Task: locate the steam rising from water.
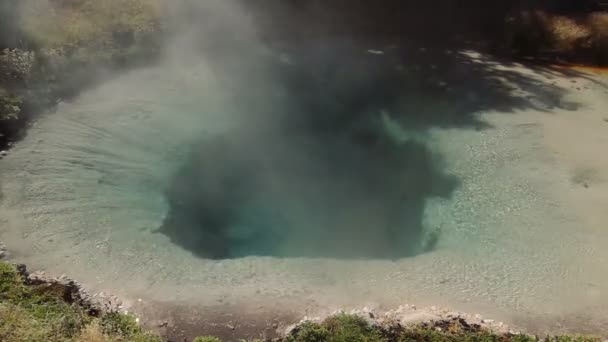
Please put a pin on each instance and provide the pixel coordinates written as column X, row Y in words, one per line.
column 230, row 148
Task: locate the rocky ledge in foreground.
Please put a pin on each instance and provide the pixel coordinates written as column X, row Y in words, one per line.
column 35, row 307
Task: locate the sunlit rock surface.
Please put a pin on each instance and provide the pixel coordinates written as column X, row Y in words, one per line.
column 337, row 179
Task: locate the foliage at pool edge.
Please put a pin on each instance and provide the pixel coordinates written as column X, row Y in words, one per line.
column 39, row 313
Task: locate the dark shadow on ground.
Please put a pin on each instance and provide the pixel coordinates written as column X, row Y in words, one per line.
column 344, row 170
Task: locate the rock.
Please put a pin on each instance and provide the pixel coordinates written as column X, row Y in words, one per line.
column 3, row 251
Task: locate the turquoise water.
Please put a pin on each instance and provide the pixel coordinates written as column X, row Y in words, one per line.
column 338, row 179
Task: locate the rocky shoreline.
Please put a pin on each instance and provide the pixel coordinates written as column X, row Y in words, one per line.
column 99, row 304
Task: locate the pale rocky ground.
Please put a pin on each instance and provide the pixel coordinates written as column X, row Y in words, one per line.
column 523, row 237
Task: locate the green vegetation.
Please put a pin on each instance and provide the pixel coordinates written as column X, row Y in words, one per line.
column 350, row 328
column 45, row 313
column 52, row 49
column 41, row 313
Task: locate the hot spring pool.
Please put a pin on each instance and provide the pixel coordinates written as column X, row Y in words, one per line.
column 184, row 183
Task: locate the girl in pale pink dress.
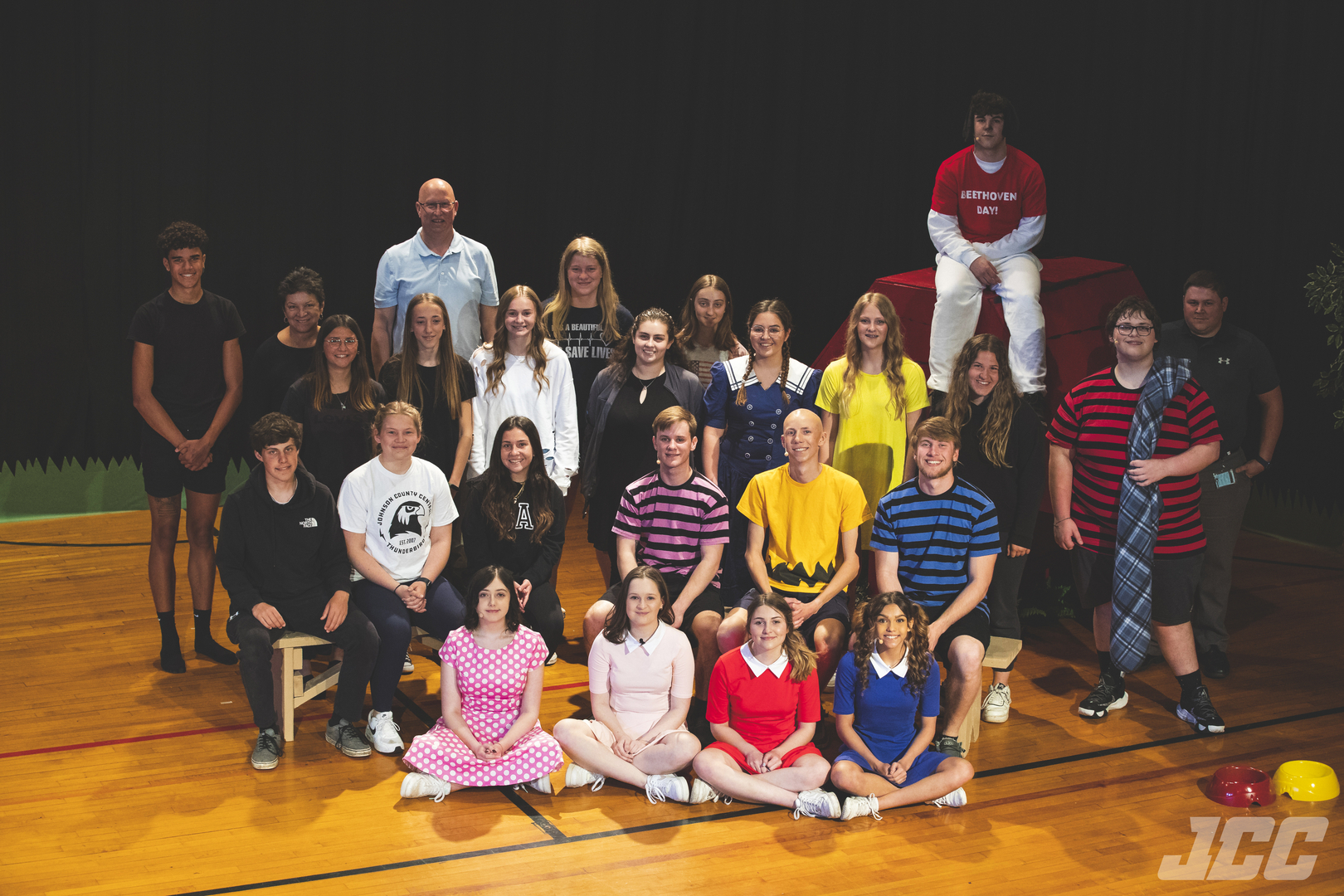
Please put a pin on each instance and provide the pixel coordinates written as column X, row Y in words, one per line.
column 641, row 679
column 491, row 688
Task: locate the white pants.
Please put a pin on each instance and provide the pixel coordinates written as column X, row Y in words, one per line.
column 957, row 309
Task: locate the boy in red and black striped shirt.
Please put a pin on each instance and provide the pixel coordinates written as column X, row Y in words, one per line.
column 1089, row 458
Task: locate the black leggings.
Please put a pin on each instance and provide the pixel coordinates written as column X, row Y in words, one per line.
column 543, row 614
column 392, row 618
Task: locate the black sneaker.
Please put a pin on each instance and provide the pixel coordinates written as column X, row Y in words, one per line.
column 1108, row 694
column 268, row 751
column 1213, row 663
column 1198, row 711
column 947, row 746
column 348, row 739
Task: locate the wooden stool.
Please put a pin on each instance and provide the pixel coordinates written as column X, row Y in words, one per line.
column 286, row 666
column 1001, row 652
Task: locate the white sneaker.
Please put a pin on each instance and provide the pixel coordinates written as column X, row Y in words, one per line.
column 704, row 793
column 420, row 783
column 859, row 806
column 956, row 800
column 660, row 787
column 817, row 804
column 382, row 733
column 996, row 703
column 577, row 776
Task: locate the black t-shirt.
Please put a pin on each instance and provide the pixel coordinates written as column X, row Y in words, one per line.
column 336, row 438
column 275, row 367
column 626, row 450
column 188, row 353
column 589, row 351
column 1231, row 366
column 440, row 429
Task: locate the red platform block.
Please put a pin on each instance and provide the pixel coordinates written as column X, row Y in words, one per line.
column 1075, row 295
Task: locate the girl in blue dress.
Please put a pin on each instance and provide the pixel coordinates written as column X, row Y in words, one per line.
column 743, row 421
column 886, row 704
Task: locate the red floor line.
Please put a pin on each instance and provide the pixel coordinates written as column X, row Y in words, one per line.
column 186, row 733
column 572, row 684
column 132, row 740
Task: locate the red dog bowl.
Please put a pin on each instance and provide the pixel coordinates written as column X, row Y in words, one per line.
column 1241, row 786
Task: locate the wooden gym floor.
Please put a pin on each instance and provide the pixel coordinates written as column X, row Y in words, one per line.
column 117, row 778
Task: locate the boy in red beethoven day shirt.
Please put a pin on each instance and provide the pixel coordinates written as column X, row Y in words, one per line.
column 988, row 212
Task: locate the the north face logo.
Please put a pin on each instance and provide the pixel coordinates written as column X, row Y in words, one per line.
column 407, row 519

§ GIVEN PROBLEM: Write out the data word for word, starting at the line with "Task: locate the turquoise water." and ending at the line with "column 1089, row 458", both included. Leave the pictures out.

§ CORRECT RESULT:
Task: locate the turquoise water.
Please put a pin on each instance and provide the pixel coordinates written as column X, row Y in words, one per line.
column 338, row 179
Task: locate the rocky shoreline.
Please put a pin on each instance and provide the pixel coordinates written as column X, row Y in words, one per line.
column 99, row 304
Task: locate the pale rocky ground.
Please put a pin on each instance and provide the pixel coordinates written as column X, row Y in words, one per line.
column 523, row 237
Task: locate the green vegetation.
Please put a pin on each instance and provide the pixel coordinates written as column X, row Y in words, one per line.
column 350, row 328
column 45, row 313
column 52, row 49
column 41, row 313
Task: locate the hot spring pool.
Please put a pin on each instance and provide the pixel coordinates written as column X, row Y in words, one per line.
column 184, row 183
Task: locate the girl in pale pink dress.
Please put a pin on each instance and provide the pixel coordinates written as column X, row Y in words, one per line.
column 641, row 679
column 491, row 688
Task: locate the white pants.
Please put a pin on each instance and provide the pixel coordinates written as column X, row Y in words, one per line.
column 957, row 309
Task: locate the boy in red and black striped shirt.
Please put a pin on each instance and provide the pixel coordinates written as column X, row Y in words, one per line.
column 1089, row 458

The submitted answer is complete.